(Referring expression pointing data)

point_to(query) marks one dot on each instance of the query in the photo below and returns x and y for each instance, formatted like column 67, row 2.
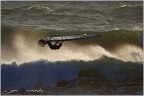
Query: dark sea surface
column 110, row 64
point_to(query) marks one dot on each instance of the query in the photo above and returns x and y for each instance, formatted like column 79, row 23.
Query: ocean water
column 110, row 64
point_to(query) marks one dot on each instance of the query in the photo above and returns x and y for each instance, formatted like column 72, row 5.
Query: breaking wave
---
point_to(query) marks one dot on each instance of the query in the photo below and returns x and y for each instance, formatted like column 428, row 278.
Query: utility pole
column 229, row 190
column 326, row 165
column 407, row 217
* * *
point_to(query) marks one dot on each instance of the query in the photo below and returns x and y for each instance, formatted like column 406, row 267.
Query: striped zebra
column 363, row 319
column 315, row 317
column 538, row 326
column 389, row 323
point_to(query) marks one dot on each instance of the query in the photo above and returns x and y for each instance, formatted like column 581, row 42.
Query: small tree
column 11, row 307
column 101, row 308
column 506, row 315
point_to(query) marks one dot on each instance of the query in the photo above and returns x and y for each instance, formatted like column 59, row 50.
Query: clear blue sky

Task instructions:
Copy the lines of the data above exactly as written, beginning with the line containing "581, row 42." and ending with the line containing "Query: clear blue sky", and leave out all other lines.

Solution to the exercise:
point_to(query) marks one dot on each instance of the query in the photo above and returns x and y for each instance, formatted like column 581, row 42.
Query: small tree
column 11, row 307
column 101, row 308
column 506, row 315
point_to(query) marks one dot on each instance of the query in the photo above and returns x and y for each instance, formatted like column 59, row 50.
Query: clear blue sky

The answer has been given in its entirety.